• **Exercise details**
Transcribe each line exactly.

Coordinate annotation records
>>>>>

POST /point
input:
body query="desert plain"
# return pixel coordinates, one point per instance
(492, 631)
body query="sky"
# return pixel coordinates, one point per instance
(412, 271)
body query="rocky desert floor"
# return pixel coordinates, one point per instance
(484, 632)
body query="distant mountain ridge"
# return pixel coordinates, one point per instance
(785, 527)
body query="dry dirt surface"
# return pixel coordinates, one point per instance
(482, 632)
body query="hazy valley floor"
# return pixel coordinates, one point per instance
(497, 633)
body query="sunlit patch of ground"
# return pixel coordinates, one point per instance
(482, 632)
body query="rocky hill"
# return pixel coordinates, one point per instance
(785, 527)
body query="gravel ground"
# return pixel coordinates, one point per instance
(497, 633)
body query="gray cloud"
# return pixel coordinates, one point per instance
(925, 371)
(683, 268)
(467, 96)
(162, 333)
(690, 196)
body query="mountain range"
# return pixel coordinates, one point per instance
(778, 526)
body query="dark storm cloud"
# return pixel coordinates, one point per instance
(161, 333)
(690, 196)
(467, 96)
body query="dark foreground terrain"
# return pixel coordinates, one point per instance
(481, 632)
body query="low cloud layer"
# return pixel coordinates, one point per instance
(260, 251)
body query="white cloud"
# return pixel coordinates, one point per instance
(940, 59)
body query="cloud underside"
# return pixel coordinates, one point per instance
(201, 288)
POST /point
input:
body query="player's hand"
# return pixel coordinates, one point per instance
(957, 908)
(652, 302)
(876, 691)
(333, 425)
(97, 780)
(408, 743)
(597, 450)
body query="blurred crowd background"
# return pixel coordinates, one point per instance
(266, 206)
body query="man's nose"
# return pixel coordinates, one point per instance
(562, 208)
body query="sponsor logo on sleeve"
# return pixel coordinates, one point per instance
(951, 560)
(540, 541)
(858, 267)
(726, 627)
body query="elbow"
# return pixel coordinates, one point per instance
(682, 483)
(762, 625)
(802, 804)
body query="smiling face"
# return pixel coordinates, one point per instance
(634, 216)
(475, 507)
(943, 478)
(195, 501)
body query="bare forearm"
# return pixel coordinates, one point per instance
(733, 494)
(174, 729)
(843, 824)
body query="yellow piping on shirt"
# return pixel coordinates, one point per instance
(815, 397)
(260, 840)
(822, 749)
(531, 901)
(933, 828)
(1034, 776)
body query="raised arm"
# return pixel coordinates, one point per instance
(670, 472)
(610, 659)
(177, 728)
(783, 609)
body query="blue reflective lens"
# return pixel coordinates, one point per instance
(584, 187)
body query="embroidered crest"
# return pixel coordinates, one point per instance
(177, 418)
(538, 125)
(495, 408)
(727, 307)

<<<<<

• **Result of the task**
POST /point
input:
body query="desert plain"
# return pixel coordinates, one point per instance
(492, 631)
body query="sky"
# return pixel coordinates, one point per instance
(412, 271)
body query="rocky desert floor"
# return pixel coordinates, one point per instance
(484, 632)
body query="distant mountain ridge"
# return pixel coordinates, one point per instance
(785, 527)
body query="dry dirt surface"
# return pixel coordinates, one point per instance
(482, 632)
body query="hazy valley floor"
# return pixel coordinates, one point per instance
(497, 633)
body query="sunlit patch of ground"
# return pixel coordinates, one point per instance
(482, 632)
body query="rocky hill"
# return pixel coordinates, one point per instance
(785, 527)
body query="gravel ground"
# return pixel coordinates, one point per instance
(497, 633)
body query="gray cloud"
# return pixel coordinates, one point per instance
(925, 371)
(683, 268)
(467, 96)
(162, 333)
(690, 196)
body query="mountain range"
# return pixel coordinates, one point per instance
(778, 526)
body query="dark storm cloud"
# return pixel coordinates, one point per instance
(161, 333)
(690, 196)
(467, 96)
body query="dark foreground terrain"
# return pixel coordinates, one point per instance
(481, 632)
body query="low cloud layer"
# return pixel coordinates, one point per instance
(260, 251)
body query="white cloud"
# return pixel coordinates, one point per instance
(940, 59)
body query="cloud underside"
# return pixel coordinates, one point per instance
(201, 288)
POST /point
input:
body query="player's hand"
# return pixel coordinates, one point per instance
(957, 908)
(652, 302)
(876, 691)
(333, 425)
(97, 780)
(408, 743)
(597, 450)
body query="blurred crowd background"
# return pixel coordinates, one point per instance
(266, 206)
body query="man's nose"
# return pixel coordinates, one point per instance
(562, 208)
body query="sponsor logo on sleeve"
# return pixel coordinates, one point per instance
(951, 560)
(540, 541)
(858, 267)
(726, 627)
body query="elbow"
# return pixel coordinates, one point per instance
(682, 483)
(762, 625)
(802, 804)
body query="smiling face"
# return pixel coordinates, one point per instance
(634, 216)
(475, 507)
(943, 478)
(195, 501)
body query="bare forearm"
# return pixel coordinates, one point per instance
(733, 494)
(174, 729)
(843, 824)
body query="yellow piping on shirt"
# return pixel coordinates, one point per instance
(815, 397)
(260, 840)
(822, 749)
(531, 901)
(933, 828)
(1034, 776)
body query="raised arm"
# return pixel coordinates, one point per instance
(670, 472)
(610, 659)
(177, 728)
(783, 609)
body query="blue reflective lens"
# return pixel coordinates, one point per instance
(584, 187)
body query="embroidered crest"
# return pixel coordinates, one point per instance
(177, 418)
(538, 125)
(495, 408)
(727, 307)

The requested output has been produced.